START Entries shown
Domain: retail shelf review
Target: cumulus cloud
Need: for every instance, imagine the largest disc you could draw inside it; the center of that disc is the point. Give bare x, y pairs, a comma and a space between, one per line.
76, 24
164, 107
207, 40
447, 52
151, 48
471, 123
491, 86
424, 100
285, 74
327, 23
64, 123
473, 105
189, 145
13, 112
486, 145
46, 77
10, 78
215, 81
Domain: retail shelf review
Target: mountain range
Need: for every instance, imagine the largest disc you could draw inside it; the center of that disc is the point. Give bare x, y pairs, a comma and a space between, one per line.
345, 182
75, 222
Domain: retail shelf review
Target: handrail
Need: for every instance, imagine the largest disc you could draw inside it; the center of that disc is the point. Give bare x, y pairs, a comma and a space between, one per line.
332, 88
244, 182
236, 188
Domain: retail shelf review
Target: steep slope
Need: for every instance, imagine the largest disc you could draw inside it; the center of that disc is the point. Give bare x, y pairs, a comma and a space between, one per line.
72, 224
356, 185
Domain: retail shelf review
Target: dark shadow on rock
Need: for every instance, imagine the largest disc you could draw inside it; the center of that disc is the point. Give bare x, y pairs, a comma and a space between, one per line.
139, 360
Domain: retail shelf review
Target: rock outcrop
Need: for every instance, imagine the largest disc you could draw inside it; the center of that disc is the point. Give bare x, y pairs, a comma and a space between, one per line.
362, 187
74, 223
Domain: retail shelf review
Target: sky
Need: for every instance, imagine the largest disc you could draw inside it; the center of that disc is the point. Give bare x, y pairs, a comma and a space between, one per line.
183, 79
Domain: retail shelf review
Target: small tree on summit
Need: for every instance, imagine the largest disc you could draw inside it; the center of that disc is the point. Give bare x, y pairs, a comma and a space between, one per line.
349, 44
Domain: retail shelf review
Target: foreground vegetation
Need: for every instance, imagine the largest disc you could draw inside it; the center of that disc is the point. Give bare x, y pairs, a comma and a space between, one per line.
END Entries shown
Work instruction —
Would you give again, word for word, every line from the one with "Target: rock outcrop" through the final line of the listing above?

Solution —
Target: rock outcrop
Need: for every instance, imagine the largest disc you could draw inside it; the center of that disc is the point. Give bare x, y pairs, a comma and a space between, one per line.
362, 187
74, 223
Domain: retail shelf review
Target: sky
Need: for every instance, imagine the largest disc you could draw inside it; the center of that disc is the point. Give bare x, y pairs, a comma and a space between, one per line.
183, 79
Domain: retail shelf review
Target: small tree on summit
Need: for every instance, imagine the largest disc you could draw inside it; the center of that disc is the point. Give bare x, y pairs, a comma and a space between, one per line.
349, 44
Domain: retail shelf review
Target: foreground vegetation
Need: for every instance, imagine the largest disc you could draw inside it; the center of that disc is the point. Give bare x, y pairs, a comma and a space between, one per line.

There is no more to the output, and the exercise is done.